◆ ASSIGNED TASK 1 ◆
Reproduce the listing as a numbered list, omitting blank lines. Start at its first line and stop after the line that contains "285L381 388L428 420H561L629".

Configuring stages#


In practice, it’s rare to have stages in your pipeline that haven’t had some configurations changed from their default values. When using the SDK, the names to use when referring to these configuration properties can generally be inferred from the StreamSets Data Collector UI (e.g. Data Format becomes data_format), but they can also be directly inspected in a Python interpreter using the dir() built-in function on an instance of the streamsets.sdk.sdc_models.Stage class:

dir(dev_raw_data_source)

or by using Python’s built-in help() function:

help(dev_raw_data_source)

◆ LISTED RECORDS ◆
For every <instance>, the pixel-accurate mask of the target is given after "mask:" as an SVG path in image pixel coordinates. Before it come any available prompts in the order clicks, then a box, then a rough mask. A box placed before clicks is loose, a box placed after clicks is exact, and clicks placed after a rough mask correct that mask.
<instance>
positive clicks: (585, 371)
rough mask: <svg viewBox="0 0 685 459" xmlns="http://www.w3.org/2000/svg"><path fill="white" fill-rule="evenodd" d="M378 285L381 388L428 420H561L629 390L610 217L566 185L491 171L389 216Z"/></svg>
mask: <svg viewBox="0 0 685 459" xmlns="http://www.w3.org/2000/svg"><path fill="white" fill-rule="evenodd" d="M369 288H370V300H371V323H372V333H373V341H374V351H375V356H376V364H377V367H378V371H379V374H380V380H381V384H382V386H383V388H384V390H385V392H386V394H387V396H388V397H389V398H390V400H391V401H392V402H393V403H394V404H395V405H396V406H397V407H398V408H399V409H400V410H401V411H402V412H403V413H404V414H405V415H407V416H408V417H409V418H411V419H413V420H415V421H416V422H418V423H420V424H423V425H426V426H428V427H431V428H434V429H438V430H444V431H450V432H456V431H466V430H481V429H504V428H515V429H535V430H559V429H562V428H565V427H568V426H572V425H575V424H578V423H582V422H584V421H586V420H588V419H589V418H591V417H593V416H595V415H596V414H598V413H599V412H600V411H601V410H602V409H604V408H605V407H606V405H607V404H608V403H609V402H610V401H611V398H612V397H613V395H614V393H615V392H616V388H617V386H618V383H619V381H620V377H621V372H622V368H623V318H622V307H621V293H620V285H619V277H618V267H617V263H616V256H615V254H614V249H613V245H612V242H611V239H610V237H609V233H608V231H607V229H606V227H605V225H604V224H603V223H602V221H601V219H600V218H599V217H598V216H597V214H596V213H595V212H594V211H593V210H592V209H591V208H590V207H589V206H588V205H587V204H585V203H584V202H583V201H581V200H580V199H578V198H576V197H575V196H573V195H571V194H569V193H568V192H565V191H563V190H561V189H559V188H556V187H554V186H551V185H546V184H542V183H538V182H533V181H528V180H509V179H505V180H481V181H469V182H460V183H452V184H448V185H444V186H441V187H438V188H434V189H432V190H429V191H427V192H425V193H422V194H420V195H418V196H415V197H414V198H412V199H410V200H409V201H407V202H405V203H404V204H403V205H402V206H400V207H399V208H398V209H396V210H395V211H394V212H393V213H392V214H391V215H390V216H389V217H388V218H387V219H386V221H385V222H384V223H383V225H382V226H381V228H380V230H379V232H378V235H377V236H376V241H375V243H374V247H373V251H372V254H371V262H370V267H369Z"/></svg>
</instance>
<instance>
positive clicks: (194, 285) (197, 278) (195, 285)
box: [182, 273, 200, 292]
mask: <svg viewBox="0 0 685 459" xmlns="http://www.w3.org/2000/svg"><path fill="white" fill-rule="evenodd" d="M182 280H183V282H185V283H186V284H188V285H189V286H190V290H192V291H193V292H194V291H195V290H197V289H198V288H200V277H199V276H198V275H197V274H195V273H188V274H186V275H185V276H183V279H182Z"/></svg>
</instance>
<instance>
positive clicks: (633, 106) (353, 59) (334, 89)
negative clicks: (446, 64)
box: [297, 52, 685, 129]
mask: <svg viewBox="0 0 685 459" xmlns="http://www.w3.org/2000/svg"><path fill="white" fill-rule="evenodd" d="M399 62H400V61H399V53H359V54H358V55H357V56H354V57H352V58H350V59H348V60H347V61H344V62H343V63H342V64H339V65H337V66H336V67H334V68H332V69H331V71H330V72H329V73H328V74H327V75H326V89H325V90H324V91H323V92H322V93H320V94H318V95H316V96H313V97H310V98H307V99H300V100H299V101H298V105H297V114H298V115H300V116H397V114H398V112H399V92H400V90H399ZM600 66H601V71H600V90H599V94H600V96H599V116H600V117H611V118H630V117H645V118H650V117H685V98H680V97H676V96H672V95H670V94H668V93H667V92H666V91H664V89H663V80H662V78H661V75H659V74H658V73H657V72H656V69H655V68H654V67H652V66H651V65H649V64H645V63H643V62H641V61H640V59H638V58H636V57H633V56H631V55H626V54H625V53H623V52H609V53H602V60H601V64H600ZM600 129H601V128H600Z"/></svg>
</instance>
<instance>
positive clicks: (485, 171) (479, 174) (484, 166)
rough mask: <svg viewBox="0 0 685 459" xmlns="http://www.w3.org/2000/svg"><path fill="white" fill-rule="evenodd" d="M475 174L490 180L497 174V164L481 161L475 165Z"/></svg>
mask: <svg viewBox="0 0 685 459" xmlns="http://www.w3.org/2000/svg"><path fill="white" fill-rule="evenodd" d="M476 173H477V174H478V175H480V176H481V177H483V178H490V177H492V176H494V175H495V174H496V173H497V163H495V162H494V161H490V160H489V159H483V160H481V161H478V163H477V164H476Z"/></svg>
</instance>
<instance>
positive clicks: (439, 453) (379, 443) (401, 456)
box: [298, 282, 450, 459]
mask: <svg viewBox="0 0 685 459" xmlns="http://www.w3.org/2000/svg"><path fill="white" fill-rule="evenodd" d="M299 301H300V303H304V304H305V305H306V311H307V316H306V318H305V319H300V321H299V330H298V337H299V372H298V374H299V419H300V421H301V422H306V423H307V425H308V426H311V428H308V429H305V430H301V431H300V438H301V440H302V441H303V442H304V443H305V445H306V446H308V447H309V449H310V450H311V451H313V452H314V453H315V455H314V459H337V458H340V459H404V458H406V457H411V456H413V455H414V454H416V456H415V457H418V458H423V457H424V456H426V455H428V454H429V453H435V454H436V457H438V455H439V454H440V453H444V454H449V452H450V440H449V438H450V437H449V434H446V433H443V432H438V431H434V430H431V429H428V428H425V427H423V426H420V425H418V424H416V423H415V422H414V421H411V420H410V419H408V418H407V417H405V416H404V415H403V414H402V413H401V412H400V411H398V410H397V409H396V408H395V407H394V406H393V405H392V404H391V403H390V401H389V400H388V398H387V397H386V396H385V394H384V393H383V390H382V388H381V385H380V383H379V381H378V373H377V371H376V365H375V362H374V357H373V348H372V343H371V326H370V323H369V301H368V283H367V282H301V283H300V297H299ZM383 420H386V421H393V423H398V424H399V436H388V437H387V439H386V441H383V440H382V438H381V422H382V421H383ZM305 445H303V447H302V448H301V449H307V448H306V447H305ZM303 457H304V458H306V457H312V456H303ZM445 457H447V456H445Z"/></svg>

◆ ASSIGNED TASK 2 ◆
Continue the section on configuring stages with the SDK from where it stops.

◆ EXPECTED OUTPUT 1 ◆
1. For every <instance>, the pixel-accurate mask of the target is given after "mask:" as an SVG path in image pixel coordinates. Before it come any available prompts in the order clicks, then a box, then a rough mask. A box placed before clicks is loose, a box placed after clicks is exact, and clicks placed after a rough mask correct that mask.
2. <instance>
3. positive clicks: (585, 371)
4. rough mask: <svg viewBox="0 0 685 459" xmlns="http://www.w3.org/2000/svg"><path fill="white" fill-rule="evenodd" d="M378 285L381 388L428 420H561L629 390L610 217L566 185L491 171L389 216Z"/></svg>

◆ EXPECTED OUTPUT 2 ◆
../../_images/dev_raw_data_source_help.png

With the attribute name in hand, you can read the value of the configuration:

dev_raw_data_source.max_line_length

Output:

1024

As for setting the value of the configuration, this can be done in one of two ways depending on your use case:

Single configurations#

If you only have one or two configurations to update, you can set them using attributes of the streamsets.sdk.sdc_models.Stage instance. Continuing in the vein of our example above:

dev_raw_data_source.data_format = 'TEXT'
dev_raw_data_source.raw_data = 'hi\nhello\nhow are you?'

Multiple configurations#

For readability, it’s sometimes better to set all attributes simultaneously with one call to the streamsets.sdk.sdc_models.Stage.set_attributes() method:

dev_raw_data_source.set_attributes(data_format='TEXT', raw_data='hi\nhello\nhow are you?')